-- Records to use follows --

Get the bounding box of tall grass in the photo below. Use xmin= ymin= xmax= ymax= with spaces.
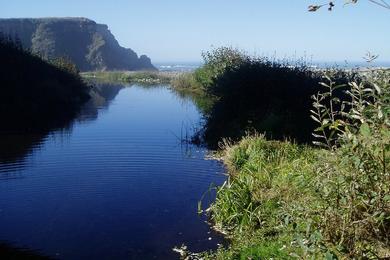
xmin=171 ymin=73 xmax=203 ymax=94
xmin=195 ymin=135 xmax=322 ymax=259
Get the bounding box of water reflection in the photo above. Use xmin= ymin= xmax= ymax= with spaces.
xmin=0 ymin=242 xmax=53 ymax=259
xmin=0 ymin=82 xmax=124 ymax=168
xmin=0 ymin=82 xmax=226 ymax=259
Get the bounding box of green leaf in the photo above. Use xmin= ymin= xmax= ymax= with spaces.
xmin=325 ymin=251 xmax=335 ymax=260
xmin=373 ymin=83 xmax=382 ymax=94
xmin=311 ymin=115 xmax=321 ymax=124
xmin=360 ymin=123 xmax=371 ymax=137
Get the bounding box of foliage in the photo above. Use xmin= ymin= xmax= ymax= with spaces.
xmin=0 ymin=34 xmax=90 ymax=132
xmin=311 ymin=71 xmax=390 ymax=257
xmin=209 ymin=136 xmax=317 ymax=233
xmin=193 ymin=70 xmax=390 ymax=259
xmin=192 ymin=47 xmax=356 ymax=148
xmin=309 ymin=0 xmax=390 ymax=12
xmin=196 ymin=135 xmax=322 ymax=259
xmin=51 ymin=56 xmax=80 ymax=75
xmin=171 ymin=72 xmax=203 ymax=94
xmin=193 ymin=47 xmax=248 ymax=90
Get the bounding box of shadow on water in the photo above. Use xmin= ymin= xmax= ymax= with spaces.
xmin=0 ymin=242 xmax=53 ymax=260
xmin=0 ymin=81 xmax=124 ymax=256
xmin=0 ymin=82 xmax=123 ymax=170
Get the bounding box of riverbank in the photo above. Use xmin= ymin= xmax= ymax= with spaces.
xmin=193 ymin=136 xmax=321 ymax=259
xmin=198 ymin=121 xmax=389 ymax=259
xmin=81 ymin=71 xmax=179 ymax=85
xmin=82 ymin=70 xmax=208 ymax=99
xmin=174 ymin=48 xmax=389 ymax=259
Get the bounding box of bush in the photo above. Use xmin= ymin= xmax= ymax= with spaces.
xmin=196 ymin=48 xmax=355 ymax=148
xmin=193 ymin=47 xmax=248 ymax=89
xmin=310 ymin=70 xmax=390 ymax=257
xmin=51 ymin=56 xmax=80 ymax=75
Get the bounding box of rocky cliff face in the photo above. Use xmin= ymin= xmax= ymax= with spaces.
xmin=0 ymin=17 xmax=156 ymax=71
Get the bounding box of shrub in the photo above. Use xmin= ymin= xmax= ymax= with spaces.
xmin=179 ymin=47 xmax=357 ymax=148
xmin=51 ymin=56 xmax=80 ymax=75
xmin=310 ymin=70 xmax=390 ymax=257
xmin=199 ymin=48 xmax=356 ymax=148
xmin=194 ymin=47 xmax=248 ymax=90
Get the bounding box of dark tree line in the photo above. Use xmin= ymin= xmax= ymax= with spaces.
xmin=0 ymin=33 xmax=90 ymax=133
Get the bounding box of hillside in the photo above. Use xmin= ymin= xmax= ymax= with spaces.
xmin=0 ymin=17 xmax=156 ymax=71
xmin=0 ymin=35 xmax=90 ymax=132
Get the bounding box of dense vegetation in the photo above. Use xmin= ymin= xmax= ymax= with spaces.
xmin=175 ymin=48 xmax=389 ymax=259
xmin=174 ymin=47 xmax=355 ymax=148
xmin=0 ymin=34 xmax=90 ymax=132
xmin=0 ymin=18 xmax=156 ymax=71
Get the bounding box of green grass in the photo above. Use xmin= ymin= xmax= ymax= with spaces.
xmin=195 ymin=131 xmax=389 ymax=259
xmin=195 ymin=135 xmax=322 ymax=259
xmin=171 ymin=72 xmax=204 ymax=95
xmin=211 ymin=136 xmax=317 ymax=231
xmin=81 ymin=71 xmax=176 ymax=84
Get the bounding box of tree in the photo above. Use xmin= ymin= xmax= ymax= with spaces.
xmin=308 ymin=0 xmax=390 ymax=11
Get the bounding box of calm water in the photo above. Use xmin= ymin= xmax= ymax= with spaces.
xmin=0 ymin=83 xmax=226 ymax=259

-- Records to use concluded --

Aim of the exercise
Exactly the lines from the one containing "Get the bounding box of shrub" through the end of the records above should be returned, with both ends kept.

Solution to the exercise
Get the bounding box of shrub in the photo above. Use xmin= ymin= xmax= ymax= with spaces.
xmin=179 ymin=47 xmax=357 ymax=148
xmin=51 ymin=56 xmax=80 ymax=75
xmin=310 ymin=70 xmax=390 ymax=257
xmin=199 ymin=48 xmax=356 ymax=148
xmin=194 ymin=47 xmax=248 ymax=90
Get the bounding box of dark tree line in the photo above. Use xmin= ymin= xmax= ymax= with spaces.
xmin=0 ymin=33 xmax=90 ymax=133
Get the bounding box of hillside in the photo above. Use xmin= ymin= xmax= ymax= with spaces.
xmin=0 ymin=17 xmax=156 ymax=71
xmin=0 ymin=35 xmax=90 ymax=132
Get the bounding box of dense vegetation in the photo above. Use xmin= ymin= xmax= ymax= with spaces.
xmin=175 ymin=48 xmax=389 ymax=259
xmin=174 ymin=47 xmax=355 ymax=148
xmin=0 ymin=34 xmax=90 ymax=132
xmin=0 ymin=18 xmax=156 ymax=71
Get the bounding box of green grass in the photo above. Use xmin= ymin= xmax= ymax= with spaces.
xmin=195 ymin=131 xmax=389 ymax=259
xmin=195 ymin=135 xmax=322 ymax=259
xmin=171 ymin=72 xmax=204 ymax=95
xmin=211 ymin=136 xmax=317 ymax=231
xmin=81 ymin=71 xmax=176 ymax=84
Get the bounding box of tree in the photo above. Use xmin= ymin= xmax= ymax= with spaces.
xmin=308 ymin=0 xmax=390 ymax=11
Get the bounding box of calm water in the photo above. Use xmin= ymin= xmax= ymax= with spaces.
xmin=0 ymin=83 xmax=226 ymax=259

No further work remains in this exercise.